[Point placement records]
==============================

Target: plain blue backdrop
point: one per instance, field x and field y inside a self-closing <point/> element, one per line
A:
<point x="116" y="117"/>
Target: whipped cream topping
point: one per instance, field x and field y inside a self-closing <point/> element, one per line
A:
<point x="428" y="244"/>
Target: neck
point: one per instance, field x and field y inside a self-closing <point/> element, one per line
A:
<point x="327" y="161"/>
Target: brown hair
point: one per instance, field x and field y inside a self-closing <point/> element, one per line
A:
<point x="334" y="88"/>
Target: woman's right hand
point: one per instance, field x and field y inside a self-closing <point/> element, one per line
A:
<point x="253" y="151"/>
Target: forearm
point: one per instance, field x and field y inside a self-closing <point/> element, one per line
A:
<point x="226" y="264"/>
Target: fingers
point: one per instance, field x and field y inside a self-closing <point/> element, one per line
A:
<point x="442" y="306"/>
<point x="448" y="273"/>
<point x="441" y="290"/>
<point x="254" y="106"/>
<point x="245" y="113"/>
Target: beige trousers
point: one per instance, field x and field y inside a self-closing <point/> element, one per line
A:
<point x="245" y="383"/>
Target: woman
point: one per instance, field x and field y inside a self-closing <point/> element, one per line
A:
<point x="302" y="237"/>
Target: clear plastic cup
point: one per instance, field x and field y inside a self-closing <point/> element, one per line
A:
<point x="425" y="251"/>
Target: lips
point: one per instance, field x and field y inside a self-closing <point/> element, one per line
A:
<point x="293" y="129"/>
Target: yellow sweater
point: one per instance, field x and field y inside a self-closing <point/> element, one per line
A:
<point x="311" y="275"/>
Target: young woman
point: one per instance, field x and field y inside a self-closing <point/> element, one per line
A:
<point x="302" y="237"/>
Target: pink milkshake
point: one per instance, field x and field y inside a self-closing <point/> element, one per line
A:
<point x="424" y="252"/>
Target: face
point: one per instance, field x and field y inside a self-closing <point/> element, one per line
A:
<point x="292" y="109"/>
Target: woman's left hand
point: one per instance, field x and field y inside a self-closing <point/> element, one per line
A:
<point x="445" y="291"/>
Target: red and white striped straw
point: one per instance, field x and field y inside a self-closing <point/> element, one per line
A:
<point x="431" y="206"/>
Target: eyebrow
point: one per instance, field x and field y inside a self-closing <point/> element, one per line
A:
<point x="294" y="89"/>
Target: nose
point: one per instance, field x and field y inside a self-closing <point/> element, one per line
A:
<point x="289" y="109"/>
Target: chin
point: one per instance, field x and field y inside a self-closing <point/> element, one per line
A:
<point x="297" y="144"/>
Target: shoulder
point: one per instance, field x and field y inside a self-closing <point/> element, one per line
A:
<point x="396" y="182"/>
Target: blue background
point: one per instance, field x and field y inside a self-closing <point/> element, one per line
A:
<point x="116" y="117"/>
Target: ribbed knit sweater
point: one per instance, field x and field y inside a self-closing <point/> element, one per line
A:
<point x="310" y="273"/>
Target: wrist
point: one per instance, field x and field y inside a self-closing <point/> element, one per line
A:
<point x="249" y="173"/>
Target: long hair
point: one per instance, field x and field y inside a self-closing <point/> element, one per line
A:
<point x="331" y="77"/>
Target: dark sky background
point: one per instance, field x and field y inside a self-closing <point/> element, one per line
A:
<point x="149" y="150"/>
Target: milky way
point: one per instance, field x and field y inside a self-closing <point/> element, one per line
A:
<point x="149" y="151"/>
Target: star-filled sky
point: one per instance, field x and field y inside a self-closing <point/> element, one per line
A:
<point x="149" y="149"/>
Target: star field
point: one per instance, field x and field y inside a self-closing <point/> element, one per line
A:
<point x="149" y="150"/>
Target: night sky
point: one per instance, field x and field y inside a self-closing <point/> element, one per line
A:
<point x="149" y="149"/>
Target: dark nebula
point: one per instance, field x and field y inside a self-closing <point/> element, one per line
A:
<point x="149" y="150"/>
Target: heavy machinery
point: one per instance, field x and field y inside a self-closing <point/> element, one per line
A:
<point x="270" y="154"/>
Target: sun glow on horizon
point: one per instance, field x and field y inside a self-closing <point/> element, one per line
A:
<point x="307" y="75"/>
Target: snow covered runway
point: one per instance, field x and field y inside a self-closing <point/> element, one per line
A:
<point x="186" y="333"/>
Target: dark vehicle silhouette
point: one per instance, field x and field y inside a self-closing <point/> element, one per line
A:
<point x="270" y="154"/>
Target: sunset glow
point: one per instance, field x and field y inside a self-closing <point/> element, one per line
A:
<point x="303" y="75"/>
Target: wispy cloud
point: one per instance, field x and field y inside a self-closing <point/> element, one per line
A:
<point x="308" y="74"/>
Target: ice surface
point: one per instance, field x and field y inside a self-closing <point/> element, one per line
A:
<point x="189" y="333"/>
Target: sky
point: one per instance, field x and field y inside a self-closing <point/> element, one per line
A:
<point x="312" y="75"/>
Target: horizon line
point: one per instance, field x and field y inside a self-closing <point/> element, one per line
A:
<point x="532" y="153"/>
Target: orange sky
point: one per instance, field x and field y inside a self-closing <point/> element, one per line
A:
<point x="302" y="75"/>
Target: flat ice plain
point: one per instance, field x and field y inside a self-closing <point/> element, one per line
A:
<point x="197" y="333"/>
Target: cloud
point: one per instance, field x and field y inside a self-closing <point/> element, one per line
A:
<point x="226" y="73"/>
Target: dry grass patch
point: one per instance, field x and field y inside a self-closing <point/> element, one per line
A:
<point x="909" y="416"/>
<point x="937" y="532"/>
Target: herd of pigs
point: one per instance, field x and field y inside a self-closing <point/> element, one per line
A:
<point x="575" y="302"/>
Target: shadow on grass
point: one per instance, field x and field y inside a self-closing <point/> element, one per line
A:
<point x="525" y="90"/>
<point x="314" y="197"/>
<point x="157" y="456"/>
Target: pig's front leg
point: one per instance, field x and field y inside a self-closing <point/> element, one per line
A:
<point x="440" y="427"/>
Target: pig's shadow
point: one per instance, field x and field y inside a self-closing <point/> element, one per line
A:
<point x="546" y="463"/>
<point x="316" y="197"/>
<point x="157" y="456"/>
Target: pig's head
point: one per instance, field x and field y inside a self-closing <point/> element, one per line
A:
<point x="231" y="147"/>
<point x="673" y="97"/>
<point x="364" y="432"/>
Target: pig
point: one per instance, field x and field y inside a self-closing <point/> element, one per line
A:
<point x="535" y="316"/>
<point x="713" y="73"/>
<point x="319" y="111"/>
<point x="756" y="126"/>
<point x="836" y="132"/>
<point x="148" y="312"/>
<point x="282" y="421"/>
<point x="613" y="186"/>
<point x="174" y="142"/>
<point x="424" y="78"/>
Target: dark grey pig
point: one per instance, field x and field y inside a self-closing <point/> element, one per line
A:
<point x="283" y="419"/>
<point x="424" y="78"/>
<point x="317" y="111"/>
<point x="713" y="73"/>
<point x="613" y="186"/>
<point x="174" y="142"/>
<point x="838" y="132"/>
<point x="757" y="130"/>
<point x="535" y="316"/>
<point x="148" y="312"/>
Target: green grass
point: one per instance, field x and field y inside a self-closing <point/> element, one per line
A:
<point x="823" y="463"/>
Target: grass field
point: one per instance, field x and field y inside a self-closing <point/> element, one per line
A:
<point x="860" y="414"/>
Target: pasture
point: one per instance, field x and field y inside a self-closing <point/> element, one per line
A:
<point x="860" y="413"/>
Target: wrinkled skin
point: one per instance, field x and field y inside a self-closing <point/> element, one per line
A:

==============================

To do: Can you give all the rows above again, changing every "one per instance" to "one for each instance" and leaving everything else as it is?

Result of the task:
Target: plain blue backdrop
point: one for each instance, field x and field y inside a self-closing <point/> element, one per line
A:
<point x="116" y="117"/>
Target: whipped cream topping
point: one for each instance, field x and field y inside a self-closing <point/> element, one per line
A:
<point x="428" y="244"/>
Target: neck
point: one for each instance, field x and field y inside a self-closing <point/> element, one per line
A:
<point x="327" y="161"/>
Target: brown hair
point: one for each instance, field x and field y inside a self-closing <point/> element, one per line
A:
<point x="334" y="88"/>
Target: woman's right hand
point: one for each instance, field x and field y inside a self-closing <point/> element, one per line
A:
<point x="253" y="151"/>
Target: forearm
point: one for each instance, field x and field y inside a self-closing <point/> element, one per line
A:
<point x="226" y="264"/>
Target: fingers
point: one for each instance, field x and field y inside a self-closing <point/> element, one per line
A:
<point x="442" y="306"/>
<point x="448" y="273"/>
<point x="441" y="290"/>
<point x="254" y="106"/>
<point x="245" y="113"/>
Target: beige trousers
point: one for each instance, field x and field y inside a self-closing <point/> element, one per line
A:
<point x="245" y="383"/>
Target: woman
point: one for each instance, field x and field y inside a self-closing <point/> element, one per line
A:
<point x="302" y="237"/>
Target: clear plastic cup
point: one for each instance, field x and field y inside a self-closing <point/> element, one per line
A:
<point x="425" y="251"/>
Target: lips
point: one for each instance, field x and field y inside a self-closing <point/> element, one per line
A:
<point x="293" y="129"/>
Target: yellow sweater
point: one for each instance, field x and field y inside a self-closing <point/> element, one per line
A:
<point x="311" y="275"/>
Target: young woman
point: one for each instance, field x and field y inside a self-closing <point/> element, one per line
A:
<point x="302" y="237"/>
Target: pink milkshake
point: one for each instance, field x and field y inside a self-closing <point/> element, one per line
A:
<point x="424" y="252"/>
Target: face
point: one for each instance, field x and field y inside a self-closing <point/> element, one per line
A:
<point x="292" y="109"/>
Target: woman's left hand
point: one for each instance, field x and field y inside a self-closing <point/> element, one per line
A:
<point x="445" y="291"/>
Target: red and white striped straw
point: one for each instance, field x and field y inside a self-closing <point/> element, one per line
A:
<point x="431" y="206"/>
Target: eyebrow
point: one for each instance, field x and field y inside a self-closing <point/> element, one per line
A:
<point x="294" y="89"/>
Target: nose
point: one for each instance, field x and field y inside a self-closing <point/> element, one per line
A:
<point x="289" y="109"/>
Target: chin
point: one for each instance, field x and field y inside a self-closing <point/> element, one per line
A:
<point x="297" y="144"/>
Target: shoulder
point: one for each instance, field x and field y inside a self-closing <point/> element, one per line
A:
<point x="396" y="182"/>
Target: blue background
point: one for each instance, field x and field y inside a self-closing <point/> element, one per line
A:
<point x="116" y="117"/>
Target: ribbed knit sweater
point: one for each instance, field x and field y inside a self-closing <point/> element, one per line
A:
<point x="310" y="273"/>
Target: wrist
point: one for each instance, field x and field y inside a self-closing <point/> element, one per line
A:
<point x="249" y="173"/>
Target: long hair
point: one for each instance, field x and field y inside a self-closing <point/> element, one per line
A:
<point x="331" y="77"/>
Target: dark sky background
point: one for each instance, field x and field y inside a self-closing <point/> element, one per line
A:
<point x="149" y="150"/>
Target: milky way
point: one for each instance, field x and field y inside a self-closing <point/> element, one per line
A:
<point x="149" y="151"/>
Target: star-filled sky
point: one for each instance, field x and field y inside a self-closing <point/> element, one per line
A:
<point x="149" y="149"/>
Target: star field
point: one for each instance, field x and field y inside a self-closing <point/> element, one per line
A:
<point x="149" y="150"/>
Target: night sky
point: one for each instance, field x and field y inside a self-closing <point/> element, one per line
A:
<point x="149" y="149"/>
Target: dark nebula
point: one for each instance, field x and field y inside a self-closing <point/> element, one per line
A:
<point x="149" y="150"/>
Target: heavy machinery
point: one for each instance, field x and field y inside a self-closing <point/> element, one per line
A:
<point x="270" y="154"/>
Target: sun glow on horizon
point: one for each instance, field x and field y inside a self-closing <point/> element, one per line
A:
<point x="307" y="75"/>
Target: snow covered runway
point: one for each instance, field x and field y inside a self-closing <point/> element, one per line
A:
<point x="186" y="333"/>
Target: dark vehicle silhouette
point: one for each instance, field x and field y inside a self-closing <point/> element, one per line
A:
<point x="270" y="154"/>
Target: sunset glow
point: one for each instance, field x and field y inside a self-closing <point/> element, one per line
A:
<point x="303" y="75"/>
Target: wispy cloud
point: one for each instance, field x and field y inside a self-closing <point/> element, one per line
A:
<point x="308" y="74"/>
Target: ice surface
point: one for each instance, field x and field y inside a self-closing <point/> element, one per line
A:
<point x="189" y="333"/>
Target: sky
point: one for each instance, field x and field y inside a self-closing <point/> element, one per line
A:
<point x="312" y="75"/>
Target: horizon line
point: one for each instance, field x and field y inside a self-closing <point/> element, one per line
A:
<point x="532" y="153"/>
Target: orange sky
point: one for each instance, field x and field y inside a self-closing <point/> element, one per line
A:
<point x="302" y="75"/>
Target: flat ice plain
point: one for each instance, field x and field y inside a self-closing <point/> element, one per line
A:
<point x="197" y="333"/>
Target: cloud
point: one for each instance, field x and field y inside a self-closing <point/> element, one per line
A:
<point x="226" y="73"/>
Target: dry grass patch
point: one for each instance, field x and field y inside a self-closing <point/> element, one per line
A:
<point x="909" y="416"/>
<point x="937" y="532"/>
Target: herd of pigs
point: one for each instance, field x and field y inside a self-closing <point/> element, one per line
A:
<point x="575" y="302"/>
Target: shadow on grass
point: one for each instance, field x and field y inside a self-closing <point/> element, one per line
A:
<point x="525" y="90"/>
<point x="314" y="197"/>
<point x="157" y="456"/>
Target: pig's front leg
point: one for each instance, field x and field y inside a self-closing <point/> element, one per line
A:
<point x="440" y="427"/>
Target: pig's shadow
point: one for each instance, field x and field y inside a self-closing <point/> element, one per line
A:
<point x="546" y="463"/>
<point x="316" y="197"/>
<point x="157" y="456"/>
Target: pig's head
point: one for each instance, field x and field y inside a self-closing <point/> element, one per line
A:
<point x="231" y="147"/>
<point x="673" y="97"/>
<point x="364" y="432"/>
Target: pig
point: one for each instance, field x and field y inside a self-closing <point/> element, one per line
A:
<point x="535" y="316"/>
<point x="713" y="73"/>
<point x="319" y="111"/>
<point x="756" y="126"/>
<point x="836" y="132"/>
<point x="148" y="312"/>
<point x="282" y="421"/>
<point x="613" y="186"/>
<point x="174" y="142"/>
<point x="424" y="78"/>
Target: dark grey pig
point: one for each instance, field x and field y inside a self-closing <point/> element, one per line
A:
<point x="283" y="419"/>
<point x="424" y="78"/>
<point x="317" y="111"/>
<point x="713" y="73"/>
<point x="613" y="186"/>
<point x="174" y="142"/>
<point x="838" y="132"/>
<point x="757" y="130"/>
<point x="535" y="316"/>
<point x="148" y="312"/>
Target: green grass
point: one for each instance, field x and field y inside a self-closing <point/> element, one per line
A:
<point x="823" y="463"/>
Target: grass field
point: one for each instance, field x and field y inside a self-closing <point/> element, one per line
A:
<point x="860" y="414"/>
Target: pasture
point: one for each instance, field x and field y inside a self-closing <point/> element, one per line
A:
<point x="860" y="413"/>
Target: wrinkled skin
point: one for each instance, field x and field y inside a self-closing <point/> element, one per line
A:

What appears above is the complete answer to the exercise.